▶ _Written problem_
Switch "white shutter" to "green shutter" in the material from the line with "Return a point for each instance of the ornate" to the line with "(1280, 503)", and reproduce only those lines with everything else unchanged.

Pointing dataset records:
──────────────────────────────

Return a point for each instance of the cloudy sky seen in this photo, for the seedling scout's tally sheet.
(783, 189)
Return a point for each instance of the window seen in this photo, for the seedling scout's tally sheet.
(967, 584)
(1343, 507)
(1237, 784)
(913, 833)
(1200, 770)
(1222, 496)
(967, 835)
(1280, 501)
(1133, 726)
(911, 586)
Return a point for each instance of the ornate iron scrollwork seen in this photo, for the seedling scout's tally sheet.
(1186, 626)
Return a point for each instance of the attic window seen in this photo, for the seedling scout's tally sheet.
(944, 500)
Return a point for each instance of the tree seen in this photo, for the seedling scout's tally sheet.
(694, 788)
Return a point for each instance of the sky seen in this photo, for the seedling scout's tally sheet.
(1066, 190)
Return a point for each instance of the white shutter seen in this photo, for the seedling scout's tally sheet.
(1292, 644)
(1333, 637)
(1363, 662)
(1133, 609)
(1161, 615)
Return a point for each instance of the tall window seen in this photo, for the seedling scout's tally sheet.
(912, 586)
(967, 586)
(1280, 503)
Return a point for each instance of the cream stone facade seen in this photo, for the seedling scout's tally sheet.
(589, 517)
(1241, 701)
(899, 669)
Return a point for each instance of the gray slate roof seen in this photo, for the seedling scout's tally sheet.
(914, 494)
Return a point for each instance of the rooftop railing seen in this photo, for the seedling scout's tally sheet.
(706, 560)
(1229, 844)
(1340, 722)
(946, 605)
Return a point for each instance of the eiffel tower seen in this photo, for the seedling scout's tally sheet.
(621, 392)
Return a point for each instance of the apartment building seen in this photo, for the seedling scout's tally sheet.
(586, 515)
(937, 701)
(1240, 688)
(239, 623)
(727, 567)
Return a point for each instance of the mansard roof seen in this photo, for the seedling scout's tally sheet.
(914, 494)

──────────────────────────────

▶ _The response_
Return a point for each instance of the ornate iron scrollwork seen in this photo, for the seedling scout's tally sheet.
(1186, 626)
Return a point for each instance of the attic window seen in this photo, for the seedling scout's tally sheet.
(944, 500)
Return a point for each instance of the tree seen in this photo, for the seedling scout's tally sheet.
(694, 788)
Return a point for each instance of the sky seen in this photo, for the seedling scout's tally sheet.
(1066, 190)
Return a point for each instance of the green shutter seen in this photo, for the seedling scout's tally sheet.
(1292, 644)
(1333, 637)
(1363, 662)
(1133, 609)
(1161, 615)
Return a point for each instance of the tall window seen in this photo, for the seedling scout's tally sheet.
(912, 586)
(967, 586)
(1280, 503)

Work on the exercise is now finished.